Showing posts with label Bucak. Show all posts
Showing posts with label Bucak. Show all posts

21 June, 2014

Ayse Papatya Bucak, "Iconography"

Told in future tense by a first person narrator, "Iconography," tells of a anorexic young Turkish woman during her first year in an American private university. It starts out telling us that the "Starving Girl" will "decline and rise." So right away we know that it's not just a story of the decline and death of a girl but that she will rise, i.e. into an icon.

The young girl finds "the pain so exquisite that it feels true." Most people want to subscribe a simple reason for her refusal to eat, government protest, Gandhi, Thoreau, or Kafka, eating disorder, or misguided idealism and in this way tells the reader he/she is free to place upon "Starving Girl" his/her reason.

- **Your goal**
Transcribe everything from "21 June, 2014" down to "into an icon." in the review of "Iconography" without changing a word. The listing that comes next has no connection to the review of "Iconography."

- **Material shown**
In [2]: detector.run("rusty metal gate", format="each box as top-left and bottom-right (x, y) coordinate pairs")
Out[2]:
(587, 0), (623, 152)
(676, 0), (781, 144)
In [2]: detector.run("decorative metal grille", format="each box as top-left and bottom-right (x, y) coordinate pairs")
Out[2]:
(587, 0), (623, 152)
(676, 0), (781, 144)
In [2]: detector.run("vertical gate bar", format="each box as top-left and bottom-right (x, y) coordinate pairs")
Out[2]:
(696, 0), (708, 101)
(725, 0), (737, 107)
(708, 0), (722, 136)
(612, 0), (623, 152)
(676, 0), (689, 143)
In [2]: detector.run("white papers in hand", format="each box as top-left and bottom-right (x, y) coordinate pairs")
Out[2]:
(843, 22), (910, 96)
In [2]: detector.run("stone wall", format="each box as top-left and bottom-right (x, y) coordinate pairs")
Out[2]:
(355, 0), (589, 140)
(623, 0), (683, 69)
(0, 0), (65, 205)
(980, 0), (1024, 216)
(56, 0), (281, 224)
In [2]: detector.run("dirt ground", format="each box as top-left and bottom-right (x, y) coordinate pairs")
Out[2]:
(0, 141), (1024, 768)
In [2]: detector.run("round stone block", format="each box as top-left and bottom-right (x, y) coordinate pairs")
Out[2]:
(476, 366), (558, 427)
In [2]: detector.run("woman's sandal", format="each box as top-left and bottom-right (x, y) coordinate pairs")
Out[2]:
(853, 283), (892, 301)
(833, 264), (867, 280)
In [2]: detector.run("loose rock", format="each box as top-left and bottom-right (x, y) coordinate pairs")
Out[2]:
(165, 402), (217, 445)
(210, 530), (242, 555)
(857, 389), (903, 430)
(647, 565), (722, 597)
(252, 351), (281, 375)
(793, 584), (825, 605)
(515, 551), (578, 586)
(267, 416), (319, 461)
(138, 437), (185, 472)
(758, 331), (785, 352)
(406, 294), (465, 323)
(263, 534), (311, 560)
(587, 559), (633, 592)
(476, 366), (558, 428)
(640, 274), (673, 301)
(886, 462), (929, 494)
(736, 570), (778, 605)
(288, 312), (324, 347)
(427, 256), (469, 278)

- **Solution to this exercise**
21 June, 2014

Ayse Papatya Bucak, "Iconography"

Told in future tense by a first person narrator, "Iconography," tells of a anorexic young Turkish woman during her first year in an American private university. It starts out telling us that the "Starving Girl" will "decline and rise." So right away we know that it's not just a story of the decline and death of a girl but that she will rise, i.e. into an icon.